▶ **Task to complete**:
Write the lines below as a numbered list, skipping any blank lines and omitting the pictures.

▶ **Data for this exercise**:

⁂

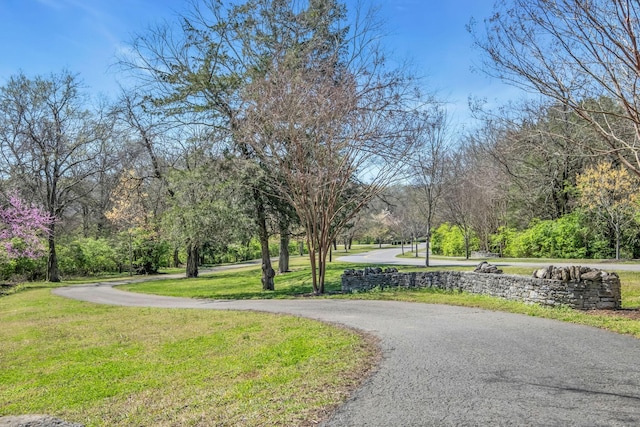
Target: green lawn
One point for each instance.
(245, 283)
(115, 366)
(102, 365)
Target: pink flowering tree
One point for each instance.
(22, 227)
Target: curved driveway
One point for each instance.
(390, 256)
(458, 366)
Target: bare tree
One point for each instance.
(51, 144)
(201, 66)
(433, 146)
(336, 129)
(582, 54)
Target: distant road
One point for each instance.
(390, 256)
(457, 366)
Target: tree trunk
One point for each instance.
(283, 260)
(617, 231)
(466, 245)
(267, 271)
(192, 259)
(426, 249)
(176, 258)
(53, 274)
(130, 253)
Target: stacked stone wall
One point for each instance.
(594, 290)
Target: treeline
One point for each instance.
(249, 123)
(256, 124)
(534, 181)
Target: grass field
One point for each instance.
(103, 366)
(114, 366)
(245, 283)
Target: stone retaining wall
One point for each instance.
(594, 290)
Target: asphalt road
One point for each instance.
(445, 366)
(390, 256)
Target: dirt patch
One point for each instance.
(629, 313)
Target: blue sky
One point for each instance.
(83, 36)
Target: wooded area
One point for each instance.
(257, 129)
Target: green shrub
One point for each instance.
(448, 240)
(86, 256)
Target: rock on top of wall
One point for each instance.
(574, 273)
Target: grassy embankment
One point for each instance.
(245, 283)
(105, 365)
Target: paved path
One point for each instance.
(458, 366)
(390, 256)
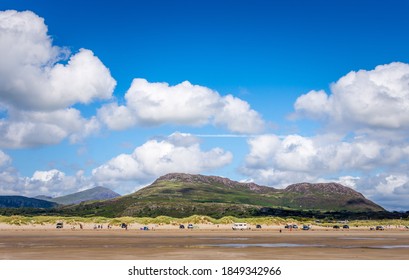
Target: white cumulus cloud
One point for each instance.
(37, 87)
(183, 104)
(364, 101)
(176, 153)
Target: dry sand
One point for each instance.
(203, 242)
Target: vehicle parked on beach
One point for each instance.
(240, 226)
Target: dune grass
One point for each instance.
(195, 219)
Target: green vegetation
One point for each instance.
(196, 219)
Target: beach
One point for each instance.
(203, 242)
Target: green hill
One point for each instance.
(181, 195)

⁂

▶ **Exercise output**:
1. Target: green lawn
2. One point for each instance.
3. (245, 283)
4. (115, 366)
5. (102, 365)
6. Target: pink flowering tree
7. One point for each instance.
8. (22, 227)
9. Target: curved driveway
10. One point for each instance.
11. (390, 256)
12. (458, 366)
13. Target: bare tree
14. One point for each instance.
15. (51, 144)
16. (201, 66)
17. (433, 146)
18. (336, 129)
19. (582, 54)
20. Target: distant road
21. One point for each instance.
22. (390, 256)
23. (457, 366)
24. Target: tree trunk
25. One point for each instance.
26. (283, 260)
27. (617, 231)
28. (466, 245)
29. (267, 271)
30. (192, 259)
31. (426, 249)
32. (176, 258)
33. (53, 274)
34. (130, 253)
35. Target: stacked stone wall
36. One point for each instance.
37. (594, 290)
38. Target: treeline
39. One point for each instance.
40. (249, 123)
41. (256, 124)
42. (534, 181)
43. Target: grass field
44. One point for each instance.
45. (103, 366)
46. (114, 366)
47. (245, 283)
48. Target: stone retaining wall
49. One point for each instance.
50. (594, 290)
51. Target: asphalt road
52. One point for each instance.
53. (445, 366)
54. (390, 256)
55. Target: dirt patch
56. One point for each instance.
57. (629, 313)
58. Target: blue sky
59. One point for each instance.
60. (83, 36)
61. Target: wooded area
62. One point for each instance.
63. (257, 129)
64. Target: green shrub
65. One point for each instance.
66. (448, 240)
67. (86, 256)
68. Target: rock on top of wall
69. One point for each instance.
70. (574, 273)
71. Target: grassy embankment
72. One point for each instance.
73. (245, 283)
74. (105, 365)
75. Target: paved path
76. One point for each instance.
77. (458, 366)
78. (390, 256)
79. Target: white cumulus cloud
80. One point for each instance.
81. (37, 87)
82. (183, 104)
83. (364, 101)
84. (176, 153)
85. Target: dry sand
86. One point for each instance.
87. (203, 242)
88. Target: vehicle parked on beach
89. One point for each instance.
90. (240, 226)
91. Target: dune grass
92. One point for each instance.
93. (195, 219)
94. Target: green vegetation
95. One point for each instance.
96. (196, 219)
97. Target: beach
98. One point for each instance.
99. (203, 242)
100. Target: green hill
101. One point for each instance.
102. (181, 195)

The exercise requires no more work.